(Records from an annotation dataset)
──────────────────────────────
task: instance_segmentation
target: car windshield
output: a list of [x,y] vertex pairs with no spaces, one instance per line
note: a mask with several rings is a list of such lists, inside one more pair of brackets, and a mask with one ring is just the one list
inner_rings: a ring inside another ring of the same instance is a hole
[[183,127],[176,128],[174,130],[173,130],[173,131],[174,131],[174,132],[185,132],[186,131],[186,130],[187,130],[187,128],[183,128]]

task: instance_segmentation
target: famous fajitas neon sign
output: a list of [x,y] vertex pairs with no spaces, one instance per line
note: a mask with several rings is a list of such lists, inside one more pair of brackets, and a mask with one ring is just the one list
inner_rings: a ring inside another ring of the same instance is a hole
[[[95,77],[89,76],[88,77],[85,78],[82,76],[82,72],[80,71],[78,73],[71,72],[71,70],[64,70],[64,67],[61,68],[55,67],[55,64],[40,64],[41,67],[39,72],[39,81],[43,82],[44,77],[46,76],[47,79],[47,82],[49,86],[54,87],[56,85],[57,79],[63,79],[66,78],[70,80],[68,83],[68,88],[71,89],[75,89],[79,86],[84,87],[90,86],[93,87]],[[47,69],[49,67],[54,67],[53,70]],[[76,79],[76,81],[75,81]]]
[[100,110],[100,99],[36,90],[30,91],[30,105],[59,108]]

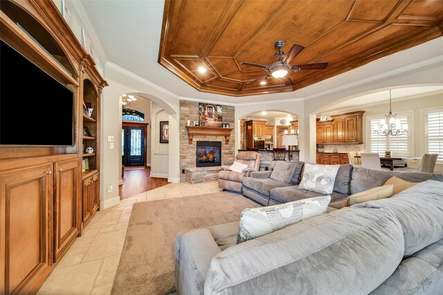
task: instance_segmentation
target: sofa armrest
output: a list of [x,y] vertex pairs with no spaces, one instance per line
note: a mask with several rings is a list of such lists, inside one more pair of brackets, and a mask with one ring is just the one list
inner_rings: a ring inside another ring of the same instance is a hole
[[229,170],[229,166],[220,166],[220,168],[222,169],[222,171],[230,171],[230,170]]
[[271,174],[272,174],[272,171],[257,171],[252,172],[250,176],[254,178],[264,179],[269,178]]
[[257,170],[254,168],[245,168],[244,169],[243,169],[243,174],[244,174],[244,177],[249,177],[251,176],[251,173],[253,172],[257,172]]
[[175,285],[178,294],[203,294],[210,261],[222,252],[207,229],[177,234],[175,238]]

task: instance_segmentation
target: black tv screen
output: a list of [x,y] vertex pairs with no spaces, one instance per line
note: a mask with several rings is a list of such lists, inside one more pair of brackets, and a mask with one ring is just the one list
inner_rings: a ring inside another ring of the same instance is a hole
[[73,93],[1,41],[0,144],[73,145]]

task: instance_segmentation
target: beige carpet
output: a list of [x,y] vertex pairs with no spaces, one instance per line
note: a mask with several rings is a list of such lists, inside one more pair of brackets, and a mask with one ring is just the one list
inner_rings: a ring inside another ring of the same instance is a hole
[[112,294],[174,292],[177,234],[239,220],[244,209],[257,206],[226,192],[134,204]]

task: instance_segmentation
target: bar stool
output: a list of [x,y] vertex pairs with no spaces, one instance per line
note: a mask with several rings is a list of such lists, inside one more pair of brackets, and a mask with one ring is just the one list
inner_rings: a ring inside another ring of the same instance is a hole
[[274,160],[286,160],[286,149],[273,149],[272,153]]

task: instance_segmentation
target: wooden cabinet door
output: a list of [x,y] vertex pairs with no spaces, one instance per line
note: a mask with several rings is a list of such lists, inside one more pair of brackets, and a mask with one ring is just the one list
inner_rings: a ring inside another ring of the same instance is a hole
──────────────────────────────
**WHAT IS REQUIRED**
Copy out all of the data above with every "vertex pairs" swapped for "coordinate pairs", keeping everything else unchanged. Leave the pictures out.

**EXPECTED ANSWER**
task: instance_segmentation
target: car windshield
output: a list of [x,y] coordinate pairs with no spaces, one instance per line
note: a mask with several rings is a list of such lists, inside one more pair of brackets, and a mask with one ring is just the one list
inner_rings: a ring inside another ring of the same instance is a hole
[[183,127],[176,128],[174,130],[173,130],[173,131],[174,131],[174,132],[185,132],[186,131],[186,130],[187,130],[187,128],[183,128]]

task: instance_segmentation
target: famous fajitas neon sign
output: a list of [x,y] coordinate pairs with no spaces, one instance per line
note: a mask with several rings is a list of such lists, inside one more pair of brackets, and a mask with one ring is just the one list
inner_rings: a ring inside another ring of the same instance is a hole
[[[95,77],[89,76],[88,77],[85,78],[82,76],[82,72],[80,71],[78,73],[71,72],[71,70],[64,70],[64,67],[61,68],[55,67],[55,64],[40,64],[41,67],[39,72],[39,81],[43,82],[44,77],[46,76],[47,79],[47,82],[49,86],[54,87],[56,85],[57,79],[63,79],[66,78],[70,80],[68,83],[68,88],[71,89],[75,89],[79,86],[84,87],[90,86],[93,87]],[[47,69],[49,67],[54,67],[53,70]],[[76,79],[76,81],[75,81]]]
[[100,110],[100,99],[36,90],[30,91],[30,105],[59,108]]

task: instance_segmentation
target: sofa armrest
output: a list of [x,y] coordinate pairs with no spaces, one instance per line
note: a mask with several rings is a list of such lists, inside one more pair of brackets, and a mask with one ring is just the one list
inner_rings: a ring inside another ring of the same instance is a hole
[[229,170],[229,166],[220,166],[220,168],[222,169],[222,171],[230,171],[230,170]]
[[271,174],[272,174],[272,171],[257,171],[252,172],[250,176],[254,178],[264,179],[269,178]]
[[257,170],[254,168],[245,168],[244,169],[243,169],[243,174],[244,174],[244,177],[249,177],[251,176],[251,173],[253,172],[257,172]]
[[175,285],[178,294],[203,294],[210,261],[222,252],[207,229],[177,234],[175,238]]

task: instance_segmentation
target: black tv screen
output: a list of [x,y] coordinate pairs with no spaces, one instance per line
note: a mask with several rings is a list of such lists, inside one more pair of brackets, and a mask with one ring is just the one list
inner_rings: a ring inside another ring of the same instance is a hole
[[73,93],[1,41],[0,144],[73,145]]

task: instance_segmentation
target: beige carpet
output: a list of [x,y] coordinate pairs with no spaces, one instance per line
note: a mask with several rings is a list of such lists, inside one more pair of brackets, and a mask with one ring is just the one list
inner_rings: a ring inside another ring of the same instance is a hole
[[112,294],[174,292],[177,234],[239,220],[244,209],[257,206],[226,192],[134,204]]

task: instance_segmentation
target: bar stool
output: a list of [x,y] coordinate pairs with no spaces, one instance per line
note: a mask with several rings is a list of such lists, inside one more pair of brackets, and a mask with one ring is just the one list
inner_rings: a ring inside another ring of the same instance is a hole
[[274,160],[286,160],[286,149],[273,149],[272,153]]

task: instance_segmentation
target: wooden cabinet door
output: a list of [x,y] coordinate pairs with no spaces, one instance per line
note: a mask with several rings is a list of such lists, inside one more pair of brackets, and a mask with one ring is just the one list
inner_rings: a ring inside another ring of the same instance is a hole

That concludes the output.